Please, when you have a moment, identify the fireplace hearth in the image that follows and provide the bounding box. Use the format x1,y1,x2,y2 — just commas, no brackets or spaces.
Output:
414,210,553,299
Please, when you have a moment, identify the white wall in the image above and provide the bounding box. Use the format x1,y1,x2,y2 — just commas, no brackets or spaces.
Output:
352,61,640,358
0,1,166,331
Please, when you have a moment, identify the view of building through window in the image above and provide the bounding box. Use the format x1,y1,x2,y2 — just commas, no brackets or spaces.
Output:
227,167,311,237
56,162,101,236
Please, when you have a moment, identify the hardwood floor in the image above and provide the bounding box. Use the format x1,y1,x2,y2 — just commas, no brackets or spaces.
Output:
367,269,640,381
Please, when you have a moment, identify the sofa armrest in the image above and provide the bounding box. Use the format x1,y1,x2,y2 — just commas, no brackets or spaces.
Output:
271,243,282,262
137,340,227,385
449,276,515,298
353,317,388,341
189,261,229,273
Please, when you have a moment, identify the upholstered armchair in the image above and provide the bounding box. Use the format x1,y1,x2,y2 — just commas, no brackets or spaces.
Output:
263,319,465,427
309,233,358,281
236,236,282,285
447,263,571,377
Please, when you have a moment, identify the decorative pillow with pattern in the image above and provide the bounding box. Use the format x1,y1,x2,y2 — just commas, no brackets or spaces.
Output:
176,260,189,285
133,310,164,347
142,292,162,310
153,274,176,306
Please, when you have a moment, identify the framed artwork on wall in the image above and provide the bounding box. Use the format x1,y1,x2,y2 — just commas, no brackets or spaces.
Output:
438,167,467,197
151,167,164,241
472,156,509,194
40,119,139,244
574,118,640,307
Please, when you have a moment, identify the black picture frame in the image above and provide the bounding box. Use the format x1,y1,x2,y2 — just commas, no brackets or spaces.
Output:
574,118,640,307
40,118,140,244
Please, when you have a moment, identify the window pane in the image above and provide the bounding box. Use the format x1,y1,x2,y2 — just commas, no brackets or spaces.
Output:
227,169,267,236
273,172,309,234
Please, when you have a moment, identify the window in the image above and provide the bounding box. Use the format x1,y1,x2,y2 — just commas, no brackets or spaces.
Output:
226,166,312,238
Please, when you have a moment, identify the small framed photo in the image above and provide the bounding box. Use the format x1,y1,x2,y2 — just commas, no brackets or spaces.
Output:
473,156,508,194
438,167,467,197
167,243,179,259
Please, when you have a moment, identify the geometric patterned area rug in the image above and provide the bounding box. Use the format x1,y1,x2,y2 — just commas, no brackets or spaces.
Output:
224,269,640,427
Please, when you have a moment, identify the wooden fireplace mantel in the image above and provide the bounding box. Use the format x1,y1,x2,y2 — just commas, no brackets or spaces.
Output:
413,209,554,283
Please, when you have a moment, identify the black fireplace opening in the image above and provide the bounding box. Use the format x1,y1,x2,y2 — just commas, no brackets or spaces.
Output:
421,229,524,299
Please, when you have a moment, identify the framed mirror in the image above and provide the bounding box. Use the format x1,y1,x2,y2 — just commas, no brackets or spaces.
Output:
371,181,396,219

__THE TASK__. Write out the lines again, requests included, with every coordinate in the answers multiplied by 2.6 and rounded to a whole number, halves rounded up. Begin at the line that contains "Please, when you have a moment, identify the black fireplace" and stop after the final line.

__EXERCISE ANSWER__.
Please, when you have a moment, identify the black fireplace opening in the image above and provide the bounding box. Use the format x1,y1,x2,y2 — just commas, no brackets or spaces.
Output:
1095,595,1362,777
Please, when you have a moment, identify the framed mirror in the image above and provide the bounding box. Use the format x1,y1,x2,y2 — just commas, no brackets or spaces.
Output:
965,471,1030,569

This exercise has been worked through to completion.